RFC 2008: non-exhaustive

lang (data-types | typesystem | privacy)

Summary

This RFC introduces the #[non_exhaustive] attribute for enums and structs, which indicates that more variants/fields may be added to an enum/struct in the future.

Adding this hint to enums will force downstream crates to add a wildcard arm to match statements, ensuring that adding new variants is not a breaking change.

Adding this hint to structs or enum variants will prevent downstream crates from constructing or exhaustively matching, to ensure that adding new fields is not a breaking change.

This is a post-1.0 version of RFC 757, with some additions.

Motivation

Enums

The most common use for non-exhaustive enums is error types. Because adding features to a crate may result in different possibilities for errors, it makes sense that more types of errors will be added in the future.

For example, the rustdoc for std::io::ErrorKind shows:

pub enum ErrorKind {
    NotFound,
    PermissionDenied,
    ConnectionRefused,
    ConnectionReset,
    ConnectionAborted,
    NotConnected,
    AddrInUse,
    AddrNotAvailable,
    BrokenPipe,
    AlreadyExists,
    WouldBlock,
    InvalidInput,
    InvalidData,
    TimedOut,
    WriteZero,
    Interrupted,
    Other,
    UnexpectedEof,
    // some variants omitted
}

Because the standard library continues to grow, it makes sense to eventually add more error types. However, this can be a breaking change if we're not careful; let's say that a user does a match statement like this:

use std::io::ErrorKind::*;

match error_kind {
    NotFound => ...,
    PermissionDenied => ...,
    ConnectionRefused => ...,
    ConnectionReset => ...,
    ConnectionAborted => ...,
    NotConnected => ...,
    AddrInUse => ...,
    AddrNotAvailable => ...,
    BrokenPipe => ...,
    AlreadyExists => ...,
    WouldBlock => ...,
    InvalidInput => ...,
    InvalidData => ...,
    TimedOut => ...,
    WriteZero => ...,
    Interrupted => ...,
    Other => ...,
    UnexpectedEof => ...,
}

If we were to add another variant to this enum, this match would fail, requiring an additional arm to handle the extra case. But, if force users to add an arm like so:

match error_kind {
    // ...
####################
### The tasks
[a] What does the non-exhaustive RFC name as the most common use for non-exhaustive enums?
[b] In the records, rename "keypoint" to "marker" in the lines from the line with "Confirm that each instance of the red" to the line with "Confirm that each instance of the gold", and give only those lines.
The records come from a source unrelated to the non-exhaustive RFC.

### Material provided
####################
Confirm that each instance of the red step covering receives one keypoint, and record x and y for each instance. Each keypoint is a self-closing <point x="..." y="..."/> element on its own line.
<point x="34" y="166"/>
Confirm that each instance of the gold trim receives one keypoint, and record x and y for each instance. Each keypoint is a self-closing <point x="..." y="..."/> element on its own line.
####################
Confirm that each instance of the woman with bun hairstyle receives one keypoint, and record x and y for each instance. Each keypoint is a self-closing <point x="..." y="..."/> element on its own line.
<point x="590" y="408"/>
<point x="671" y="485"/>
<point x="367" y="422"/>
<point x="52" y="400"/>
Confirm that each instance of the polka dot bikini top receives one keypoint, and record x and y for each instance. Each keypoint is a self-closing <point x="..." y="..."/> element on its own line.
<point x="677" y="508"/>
####################
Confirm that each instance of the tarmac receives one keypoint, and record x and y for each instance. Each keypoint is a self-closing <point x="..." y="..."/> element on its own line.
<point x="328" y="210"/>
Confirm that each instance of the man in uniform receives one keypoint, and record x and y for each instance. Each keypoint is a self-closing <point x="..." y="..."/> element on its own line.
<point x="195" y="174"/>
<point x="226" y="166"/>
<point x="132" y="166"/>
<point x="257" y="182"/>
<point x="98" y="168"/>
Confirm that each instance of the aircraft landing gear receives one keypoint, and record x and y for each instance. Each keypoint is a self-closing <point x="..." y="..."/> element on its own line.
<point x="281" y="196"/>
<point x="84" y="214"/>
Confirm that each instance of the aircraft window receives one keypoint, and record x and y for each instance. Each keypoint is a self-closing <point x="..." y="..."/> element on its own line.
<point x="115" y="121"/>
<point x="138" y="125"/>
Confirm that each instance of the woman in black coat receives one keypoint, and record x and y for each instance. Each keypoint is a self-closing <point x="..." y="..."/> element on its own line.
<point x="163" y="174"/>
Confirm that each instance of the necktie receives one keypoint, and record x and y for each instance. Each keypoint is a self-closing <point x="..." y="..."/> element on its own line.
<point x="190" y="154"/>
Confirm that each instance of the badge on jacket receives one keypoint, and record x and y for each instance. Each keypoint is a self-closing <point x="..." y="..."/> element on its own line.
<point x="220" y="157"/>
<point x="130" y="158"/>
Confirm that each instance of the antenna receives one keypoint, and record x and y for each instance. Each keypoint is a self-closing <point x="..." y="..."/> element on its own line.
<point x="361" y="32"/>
####################
### Task-by-task results
[a] Error types.

[b]
Confirm that each instance of the red step covering receives one marker, and record x and y for each instance. Each marker is a self-closing <point x="..." y="..."/> element on its own line.
<point x="34" y="166"/>
Confirm that each instance of the gold trim receives one marker, and record x and y for each instance. Each marker is a self-closing <point x="..." y="..."/> element on its own line.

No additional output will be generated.